▶ _PROBLEM REQUIREMENTS_:
Look through the entries below, please, and copy every line with the word "deer".

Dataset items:
== Segment start ==

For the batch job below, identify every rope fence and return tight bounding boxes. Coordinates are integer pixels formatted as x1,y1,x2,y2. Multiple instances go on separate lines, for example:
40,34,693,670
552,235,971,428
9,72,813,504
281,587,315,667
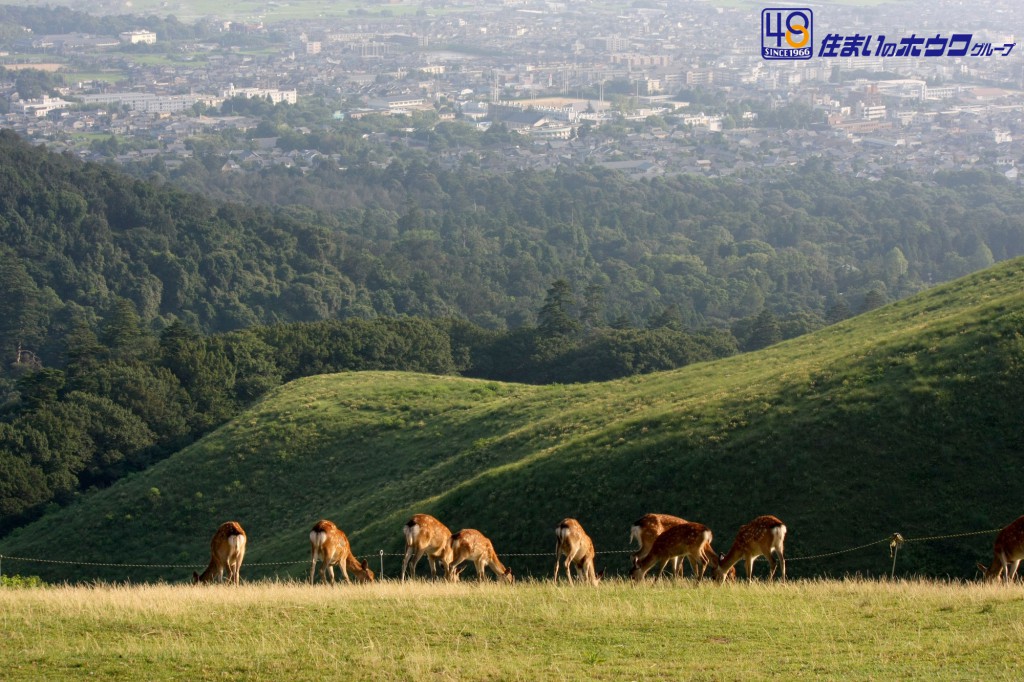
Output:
0,528,1004,582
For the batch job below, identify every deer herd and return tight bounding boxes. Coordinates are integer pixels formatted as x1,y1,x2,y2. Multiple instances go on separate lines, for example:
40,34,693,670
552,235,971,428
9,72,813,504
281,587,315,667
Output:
192,513,1024,587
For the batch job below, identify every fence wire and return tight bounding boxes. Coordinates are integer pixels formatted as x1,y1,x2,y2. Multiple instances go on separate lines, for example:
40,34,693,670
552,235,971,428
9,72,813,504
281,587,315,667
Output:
0,527,1004,580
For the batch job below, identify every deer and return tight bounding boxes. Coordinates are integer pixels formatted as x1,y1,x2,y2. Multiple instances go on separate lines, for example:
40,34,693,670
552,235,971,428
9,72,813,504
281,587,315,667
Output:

== Segment end ==

▶ _YOUR RESPONSE_:
For the batch job below, identify every deer herd and return tight bounding boxes. Coordinates are integer pixels formatted as x1,y1,x2,y2. Multiple instances go on separate lines, for example:
For the batch job below, identify every deer and return tight bounding boxes. Coordinates are integer pixels formatted as x1,y1,x2,y2. Multiple instances go on separate lines, for example:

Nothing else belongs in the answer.